#### Excerpt provided
======

B. The second sentence of Section 3 of the Agreement shall be deleted in
its entirety and the following shall be inserted in lieu of this
sentence:
"The Parties agree to execute amendments to exiting Product Annex(es)
or to execute new Annex(es) for the Hardware and Software comprising
the Products distributed hereunder, for replacements and enhancements
thereto, and for new hardware and software that the Joint Venture
manufactures or distributes.
C. A new Section 5.7 of the Agreement shall be inserted:
"5.7 Any revisions to Exhibit G in accordance with Sections 5.1(ii),
5.1(iii), or 5.6(iii) shall be mutually agreed to in writing."
D. A new Section 5.8 of the Agreement shall be inserted:
"5.8 Notwithstanding anything to the contrary contained in this
Section 5, those End Users listed in Exhibit G which are Nortel's
pre-existing customers for the Cable Modem Products shall be
transferred to Antec with notice by Nortel substantially in the form
attached hereto as Exhibit ___that such End User's account is being
transferred to Antec
E. The first and fifth sentences of Section 9.2 of the Agreement shall be
deleted in their entirety and the following shall be inserted in lieu of the
first sentence:
"Except as otherwise provided in a Product Annex, periodically at the
request of either Party, no more often than quarterly, Nortel, Antec
and the Joint Venture shall agree on a revision to the Distributor
Discount so that the Joint Venture's price of the Products to Antec
shall be equal to eighty-five percent (85%) of their best estimate of
the market price for resale of the Products to the End Users to which
Antec is permitted to sell Products hereunder.

======

#### Supplied data
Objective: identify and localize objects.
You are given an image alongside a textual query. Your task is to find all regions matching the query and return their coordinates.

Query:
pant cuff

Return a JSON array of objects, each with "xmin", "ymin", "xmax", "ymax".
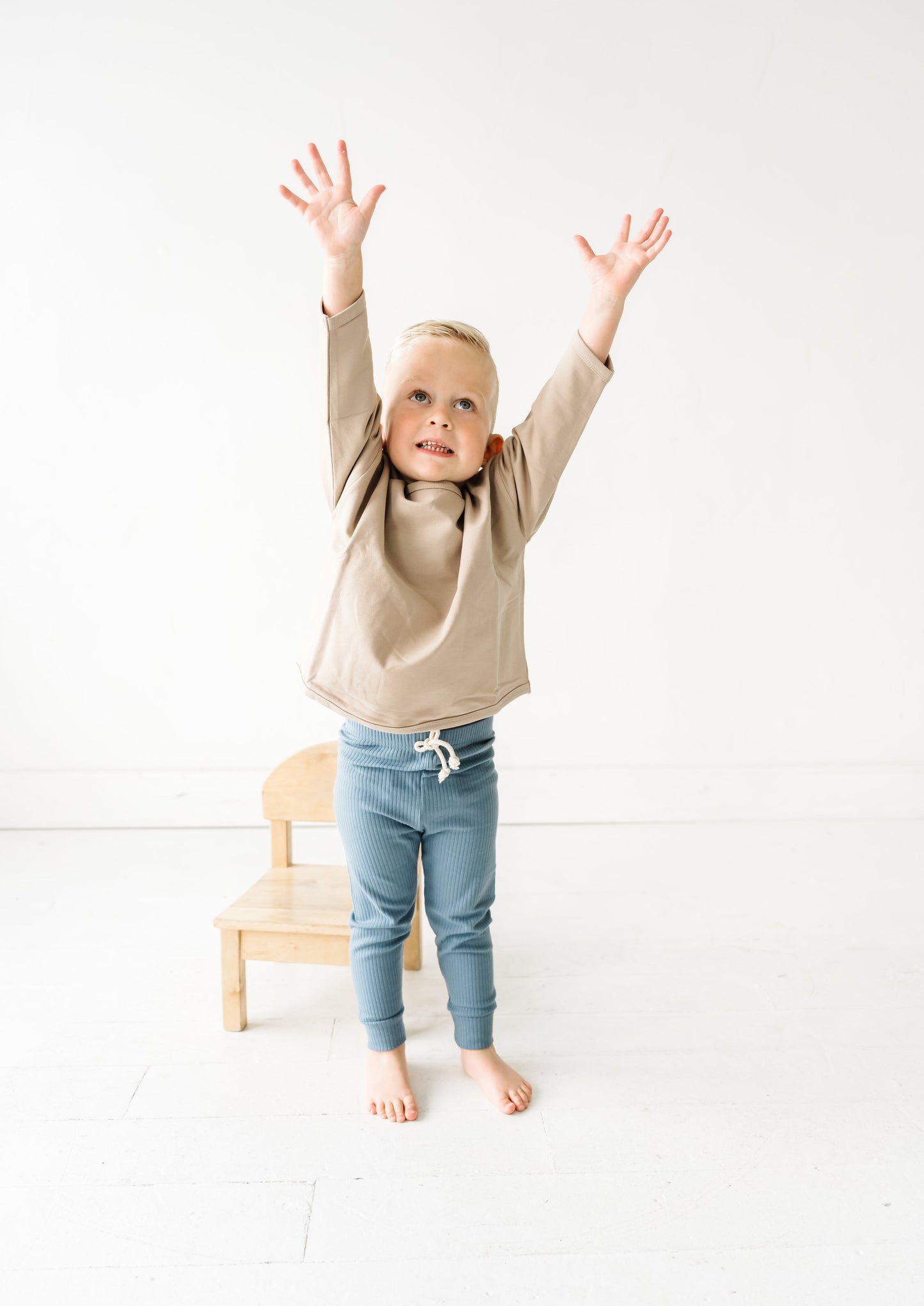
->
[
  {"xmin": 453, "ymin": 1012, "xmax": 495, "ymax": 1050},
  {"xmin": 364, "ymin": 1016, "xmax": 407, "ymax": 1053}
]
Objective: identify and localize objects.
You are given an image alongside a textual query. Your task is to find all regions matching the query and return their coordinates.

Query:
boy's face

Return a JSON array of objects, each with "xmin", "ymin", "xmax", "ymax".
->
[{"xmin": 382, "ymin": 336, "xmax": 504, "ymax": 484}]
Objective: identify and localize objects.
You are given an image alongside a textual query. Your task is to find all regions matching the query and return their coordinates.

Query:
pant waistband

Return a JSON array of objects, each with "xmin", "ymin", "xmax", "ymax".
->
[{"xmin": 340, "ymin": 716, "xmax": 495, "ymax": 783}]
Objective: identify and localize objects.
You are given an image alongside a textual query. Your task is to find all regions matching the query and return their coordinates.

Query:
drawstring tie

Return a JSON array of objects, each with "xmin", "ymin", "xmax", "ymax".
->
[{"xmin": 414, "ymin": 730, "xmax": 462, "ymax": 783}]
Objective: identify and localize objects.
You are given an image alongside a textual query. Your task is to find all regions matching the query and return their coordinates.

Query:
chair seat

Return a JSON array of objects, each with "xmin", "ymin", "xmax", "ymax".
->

======

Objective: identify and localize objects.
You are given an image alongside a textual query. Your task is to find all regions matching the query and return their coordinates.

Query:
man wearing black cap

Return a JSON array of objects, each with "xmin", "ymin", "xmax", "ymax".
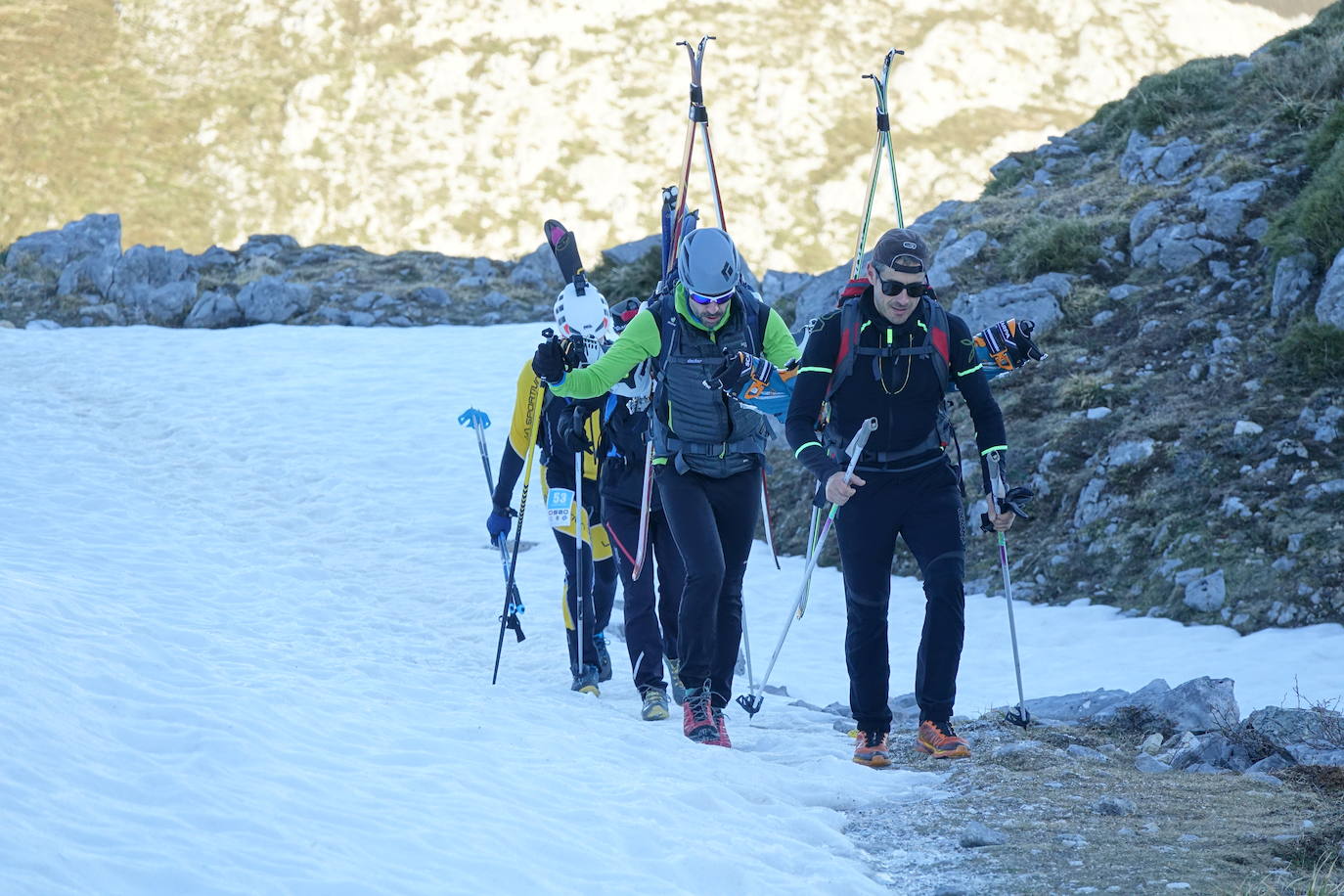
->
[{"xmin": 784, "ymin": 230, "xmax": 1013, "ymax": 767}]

======

#### Given instruction
How would you translate this sentence from the agreement amendment into Spanish: "Any revisions to Exhibit G in accordance with Sections 5.1(ii), 5.1(iii), or 5.6(iii) shall be mutually agreed to in writing."

#### Answer in full
Cualquier revisión del Anexo G conforme a las Secciones 5.1(ii), 5.1(iii) o 5.6(iii) deberá acordarse mutuamente por escrito.